WHAT IS BEING ASKED: In the entries below, every line with the string "backsplash" is to be reported.

RECORDED DATA:
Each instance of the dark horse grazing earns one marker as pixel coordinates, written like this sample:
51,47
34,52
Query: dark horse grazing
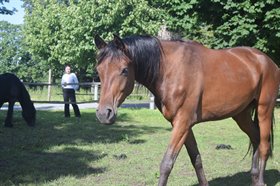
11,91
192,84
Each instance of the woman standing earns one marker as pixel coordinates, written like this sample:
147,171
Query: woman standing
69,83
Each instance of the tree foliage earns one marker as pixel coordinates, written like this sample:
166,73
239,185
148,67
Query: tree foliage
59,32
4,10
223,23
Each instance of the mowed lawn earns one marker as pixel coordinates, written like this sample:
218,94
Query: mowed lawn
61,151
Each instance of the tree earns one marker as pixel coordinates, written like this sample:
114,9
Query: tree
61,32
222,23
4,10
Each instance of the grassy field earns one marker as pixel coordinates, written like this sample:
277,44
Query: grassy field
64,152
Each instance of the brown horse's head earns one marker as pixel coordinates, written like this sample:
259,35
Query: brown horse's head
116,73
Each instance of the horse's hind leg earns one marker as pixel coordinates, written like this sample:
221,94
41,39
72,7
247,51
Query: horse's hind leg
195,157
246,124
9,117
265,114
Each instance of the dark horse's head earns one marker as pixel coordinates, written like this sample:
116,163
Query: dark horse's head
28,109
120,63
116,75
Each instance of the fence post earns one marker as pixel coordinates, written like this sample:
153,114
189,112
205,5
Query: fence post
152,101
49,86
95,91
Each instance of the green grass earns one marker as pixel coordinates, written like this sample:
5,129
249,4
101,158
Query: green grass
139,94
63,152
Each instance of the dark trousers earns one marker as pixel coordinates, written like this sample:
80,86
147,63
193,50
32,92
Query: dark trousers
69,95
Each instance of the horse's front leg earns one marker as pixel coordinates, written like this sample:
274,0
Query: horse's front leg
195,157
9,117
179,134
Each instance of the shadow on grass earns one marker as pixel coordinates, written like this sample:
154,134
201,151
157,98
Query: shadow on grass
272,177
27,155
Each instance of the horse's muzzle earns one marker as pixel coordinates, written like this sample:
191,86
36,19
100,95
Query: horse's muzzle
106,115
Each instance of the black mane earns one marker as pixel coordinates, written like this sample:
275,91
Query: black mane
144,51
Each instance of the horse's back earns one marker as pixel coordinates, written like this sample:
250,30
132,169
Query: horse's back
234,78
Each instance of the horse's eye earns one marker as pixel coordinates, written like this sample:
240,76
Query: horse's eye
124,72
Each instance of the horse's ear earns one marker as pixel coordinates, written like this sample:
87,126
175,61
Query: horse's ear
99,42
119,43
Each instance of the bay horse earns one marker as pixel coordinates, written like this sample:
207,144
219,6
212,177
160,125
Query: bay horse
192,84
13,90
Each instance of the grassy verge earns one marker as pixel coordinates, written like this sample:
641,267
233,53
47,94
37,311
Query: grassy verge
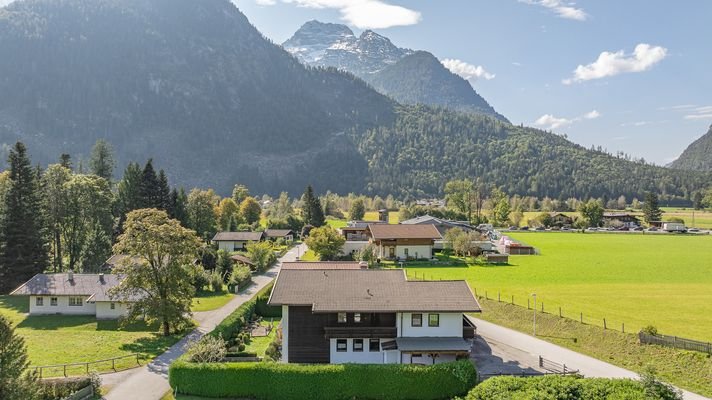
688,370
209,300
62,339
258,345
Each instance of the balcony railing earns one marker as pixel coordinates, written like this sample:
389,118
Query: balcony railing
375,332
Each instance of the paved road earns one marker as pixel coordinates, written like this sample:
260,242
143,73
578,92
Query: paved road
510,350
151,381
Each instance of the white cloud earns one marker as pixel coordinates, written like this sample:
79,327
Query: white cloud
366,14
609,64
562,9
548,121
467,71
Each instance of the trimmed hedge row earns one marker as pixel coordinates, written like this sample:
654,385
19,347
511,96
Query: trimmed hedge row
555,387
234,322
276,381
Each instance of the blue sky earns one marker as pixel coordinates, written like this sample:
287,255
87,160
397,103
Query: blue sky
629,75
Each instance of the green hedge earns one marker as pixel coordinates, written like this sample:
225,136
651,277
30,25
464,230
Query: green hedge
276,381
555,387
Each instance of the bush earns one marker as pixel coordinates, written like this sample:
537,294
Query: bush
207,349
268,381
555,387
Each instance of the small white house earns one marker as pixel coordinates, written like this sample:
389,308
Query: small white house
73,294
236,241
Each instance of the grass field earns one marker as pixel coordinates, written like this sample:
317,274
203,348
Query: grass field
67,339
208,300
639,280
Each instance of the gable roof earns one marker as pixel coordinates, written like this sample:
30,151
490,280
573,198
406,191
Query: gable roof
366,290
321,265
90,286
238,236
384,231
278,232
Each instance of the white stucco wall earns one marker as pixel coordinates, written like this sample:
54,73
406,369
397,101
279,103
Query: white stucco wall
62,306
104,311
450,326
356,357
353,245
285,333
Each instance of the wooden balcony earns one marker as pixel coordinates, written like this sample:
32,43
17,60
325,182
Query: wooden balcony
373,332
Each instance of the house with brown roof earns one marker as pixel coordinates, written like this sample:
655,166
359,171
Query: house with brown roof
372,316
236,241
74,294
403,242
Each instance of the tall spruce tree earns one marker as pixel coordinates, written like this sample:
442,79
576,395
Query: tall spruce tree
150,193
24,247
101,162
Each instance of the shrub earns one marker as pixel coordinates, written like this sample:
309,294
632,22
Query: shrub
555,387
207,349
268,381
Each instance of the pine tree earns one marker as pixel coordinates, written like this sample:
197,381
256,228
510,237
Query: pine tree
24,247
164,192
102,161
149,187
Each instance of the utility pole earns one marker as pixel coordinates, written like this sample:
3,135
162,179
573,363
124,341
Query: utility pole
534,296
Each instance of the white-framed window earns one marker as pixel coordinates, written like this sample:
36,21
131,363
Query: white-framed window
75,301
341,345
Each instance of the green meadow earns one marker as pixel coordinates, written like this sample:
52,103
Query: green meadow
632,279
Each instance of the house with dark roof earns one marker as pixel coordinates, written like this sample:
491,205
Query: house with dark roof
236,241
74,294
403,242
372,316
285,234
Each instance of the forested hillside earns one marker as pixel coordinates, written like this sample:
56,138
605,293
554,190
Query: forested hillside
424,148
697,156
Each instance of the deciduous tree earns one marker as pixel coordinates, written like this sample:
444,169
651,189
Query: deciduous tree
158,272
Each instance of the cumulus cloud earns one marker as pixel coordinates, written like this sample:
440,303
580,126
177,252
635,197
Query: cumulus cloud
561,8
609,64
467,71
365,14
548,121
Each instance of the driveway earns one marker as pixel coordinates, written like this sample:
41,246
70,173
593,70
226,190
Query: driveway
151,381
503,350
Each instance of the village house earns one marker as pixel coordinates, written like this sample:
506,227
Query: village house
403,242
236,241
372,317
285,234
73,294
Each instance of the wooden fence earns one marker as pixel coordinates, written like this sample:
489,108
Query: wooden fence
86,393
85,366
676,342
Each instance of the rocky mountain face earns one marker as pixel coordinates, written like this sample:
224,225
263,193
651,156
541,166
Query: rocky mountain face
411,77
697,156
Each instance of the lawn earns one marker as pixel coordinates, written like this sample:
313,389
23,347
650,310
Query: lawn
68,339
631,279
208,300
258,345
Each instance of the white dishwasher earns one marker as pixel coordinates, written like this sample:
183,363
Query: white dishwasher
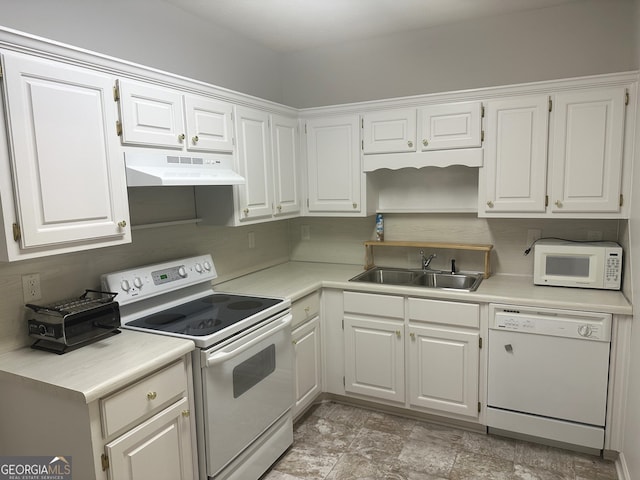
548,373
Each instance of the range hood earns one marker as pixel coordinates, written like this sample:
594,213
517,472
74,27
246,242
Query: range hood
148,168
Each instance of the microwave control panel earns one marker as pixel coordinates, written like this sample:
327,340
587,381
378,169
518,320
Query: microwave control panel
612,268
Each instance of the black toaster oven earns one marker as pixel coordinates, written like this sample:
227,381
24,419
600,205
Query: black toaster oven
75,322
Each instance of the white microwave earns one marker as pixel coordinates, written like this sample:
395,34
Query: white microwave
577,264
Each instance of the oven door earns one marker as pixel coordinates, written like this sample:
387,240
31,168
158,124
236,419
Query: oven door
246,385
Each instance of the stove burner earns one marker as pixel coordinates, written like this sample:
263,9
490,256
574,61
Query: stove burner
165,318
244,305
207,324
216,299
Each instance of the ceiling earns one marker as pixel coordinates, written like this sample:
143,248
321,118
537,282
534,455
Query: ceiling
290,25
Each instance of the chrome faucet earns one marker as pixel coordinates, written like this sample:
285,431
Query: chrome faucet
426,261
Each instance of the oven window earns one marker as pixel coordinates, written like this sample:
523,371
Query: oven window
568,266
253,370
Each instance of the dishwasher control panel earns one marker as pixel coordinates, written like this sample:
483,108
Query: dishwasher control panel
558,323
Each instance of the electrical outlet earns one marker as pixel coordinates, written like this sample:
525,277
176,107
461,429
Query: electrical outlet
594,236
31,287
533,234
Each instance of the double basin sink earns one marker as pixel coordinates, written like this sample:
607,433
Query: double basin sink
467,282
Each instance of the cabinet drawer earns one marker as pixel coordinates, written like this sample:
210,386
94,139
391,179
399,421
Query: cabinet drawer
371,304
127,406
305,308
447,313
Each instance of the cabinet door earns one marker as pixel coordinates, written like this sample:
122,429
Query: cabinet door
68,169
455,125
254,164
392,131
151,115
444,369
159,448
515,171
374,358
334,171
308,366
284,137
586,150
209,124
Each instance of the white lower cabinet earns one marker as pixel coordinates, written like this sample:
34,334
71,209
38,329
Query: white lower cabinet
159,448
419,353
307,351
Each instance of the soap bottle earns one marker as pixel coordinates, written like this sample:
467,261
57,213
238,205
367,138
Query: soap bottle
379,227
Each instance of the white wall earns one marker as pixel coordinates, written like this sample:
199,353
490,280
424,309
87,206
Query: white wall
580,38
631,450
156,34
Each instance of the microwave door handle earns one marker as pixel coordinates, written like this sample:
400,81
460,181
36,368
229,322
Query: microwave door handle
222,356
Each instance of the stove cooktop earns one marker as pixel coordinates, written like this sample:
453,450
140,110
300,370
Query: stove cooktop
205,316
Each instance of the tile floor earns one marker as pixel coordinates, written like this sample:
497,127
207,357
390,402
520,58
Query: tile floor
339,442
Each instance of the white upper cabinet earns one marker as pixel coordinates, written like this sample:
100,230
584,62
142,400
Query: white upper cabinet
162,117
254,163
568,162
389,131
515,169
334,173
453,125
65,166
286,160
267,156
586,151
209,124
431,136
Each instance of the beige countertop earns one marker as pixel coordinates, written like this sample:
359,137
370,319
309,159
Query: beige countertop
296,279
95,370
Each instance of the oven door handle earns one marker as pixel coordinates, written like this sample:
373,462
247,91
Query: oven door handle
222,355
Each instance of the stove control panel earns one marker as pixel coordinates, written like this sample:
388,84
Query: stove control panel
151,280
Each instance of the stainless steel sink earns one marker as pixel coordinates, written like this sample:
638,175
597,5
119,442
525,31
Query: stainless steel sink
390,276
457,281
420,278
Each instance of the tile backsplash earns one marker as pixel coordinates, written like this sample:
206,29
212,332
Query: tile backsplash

==

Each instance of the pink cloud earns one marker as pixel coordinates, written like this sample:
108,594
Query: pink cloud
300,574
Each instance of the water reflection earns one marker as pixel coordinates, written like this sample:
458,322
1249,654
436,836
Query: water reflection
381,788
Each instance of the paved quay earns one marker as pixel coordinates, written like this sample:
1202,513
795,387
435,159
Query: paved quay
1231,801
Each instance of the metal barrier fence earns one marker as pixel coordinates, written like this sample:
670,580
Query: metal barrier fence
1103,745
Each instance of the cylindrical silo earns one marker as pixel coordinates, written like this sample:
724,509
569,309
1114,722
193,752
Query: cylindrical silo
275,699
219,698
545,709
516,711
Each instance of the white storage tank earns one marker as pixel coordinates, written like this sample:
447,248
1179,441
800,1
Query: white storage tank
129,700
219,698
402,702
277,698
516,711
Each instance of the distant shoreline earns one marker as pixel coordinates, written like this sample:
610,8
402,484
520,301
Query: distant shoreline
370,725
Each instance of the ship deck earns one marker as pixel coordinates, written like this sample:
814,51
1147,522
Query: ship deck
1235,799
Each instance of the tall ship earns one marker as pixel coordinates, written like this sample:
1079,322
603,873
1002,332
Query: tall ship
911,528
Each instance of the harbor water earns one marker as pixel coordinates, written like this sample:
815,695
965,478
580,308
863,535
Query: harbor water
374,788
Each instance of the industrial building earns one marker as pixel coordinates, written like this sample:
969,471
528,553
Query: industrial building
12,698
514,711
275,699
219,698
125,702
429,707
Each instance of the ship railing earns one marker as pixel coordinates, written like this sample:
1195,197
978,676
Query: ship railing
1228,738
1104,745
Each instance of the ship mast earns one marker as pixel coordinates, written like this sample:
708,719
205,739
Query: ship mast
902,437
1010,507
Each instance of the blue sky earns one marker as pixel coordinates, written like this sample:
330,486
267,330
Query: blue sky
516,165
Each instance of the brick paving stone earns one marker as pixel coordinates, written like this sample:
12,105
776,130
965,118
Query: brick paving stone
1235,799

---

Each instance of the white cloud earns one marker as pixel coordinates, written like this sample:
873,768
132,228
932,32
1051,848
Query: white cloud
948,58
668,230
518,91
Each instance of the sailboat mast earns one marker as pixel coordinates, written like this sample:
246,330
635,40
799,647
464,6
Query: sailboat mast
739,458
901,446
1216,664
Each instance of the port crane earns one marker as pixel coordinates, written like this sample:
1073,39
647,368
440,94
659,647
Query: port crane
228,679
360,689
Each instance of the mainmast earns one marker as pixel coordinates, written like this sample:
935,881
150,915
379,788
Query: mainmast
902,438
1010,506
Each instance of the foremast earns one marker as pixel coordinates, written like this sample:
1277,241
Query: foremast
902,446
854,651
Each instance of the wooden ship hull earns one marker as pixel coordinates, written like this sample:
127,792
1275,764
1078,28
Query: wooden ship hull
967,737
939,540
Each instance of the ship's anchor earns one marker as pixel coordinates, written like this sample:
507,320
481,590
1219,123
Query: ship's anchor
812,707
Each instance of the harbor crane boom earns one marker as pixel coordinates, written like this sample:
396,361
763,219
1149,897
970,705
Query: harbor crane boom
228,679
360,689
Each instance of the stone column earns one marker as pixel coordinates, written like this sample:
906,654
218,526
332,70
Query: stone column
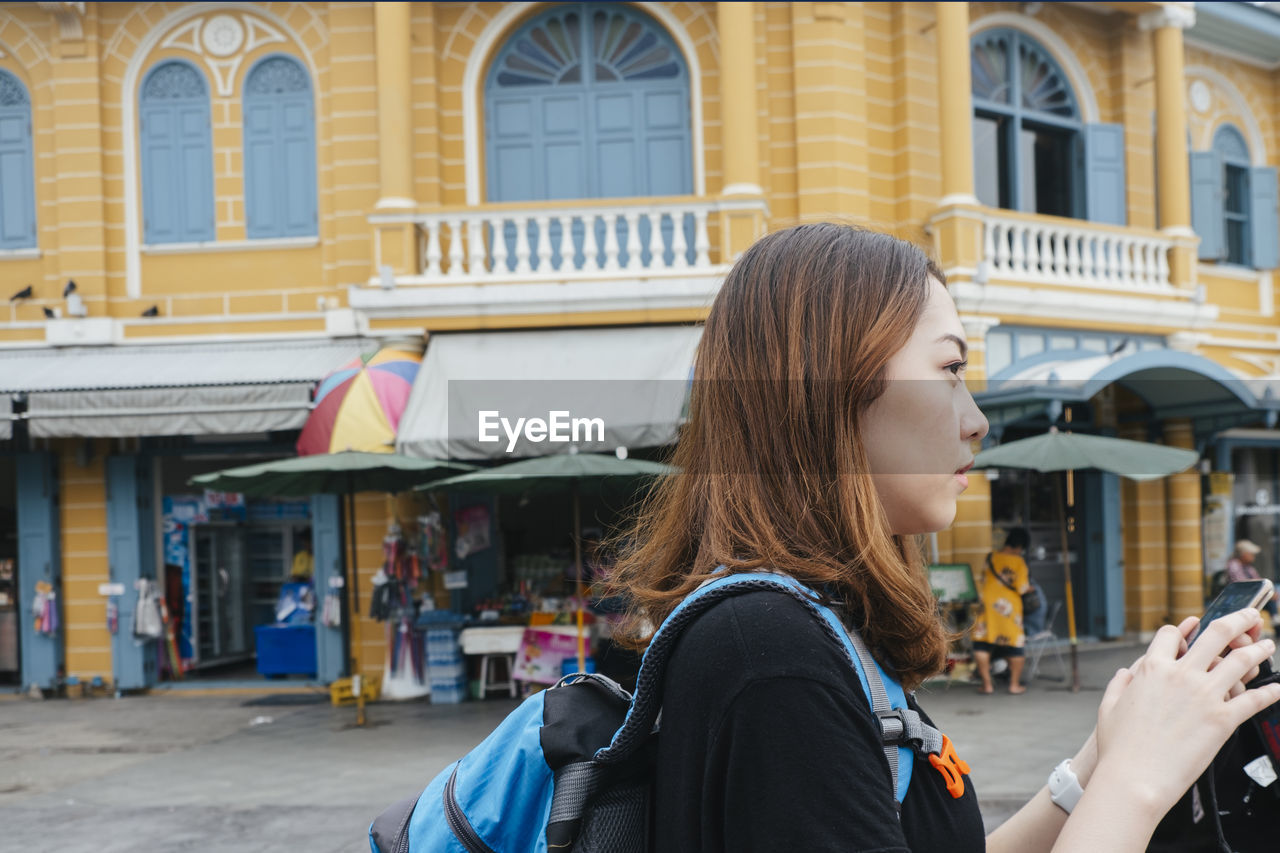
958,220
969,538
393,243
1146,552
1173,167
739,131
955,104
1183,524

OUTPUT BELOW:
Each instance of the tile backsplash earns one marker as pixel coordinates, written like this sample:
Query: tile backsplash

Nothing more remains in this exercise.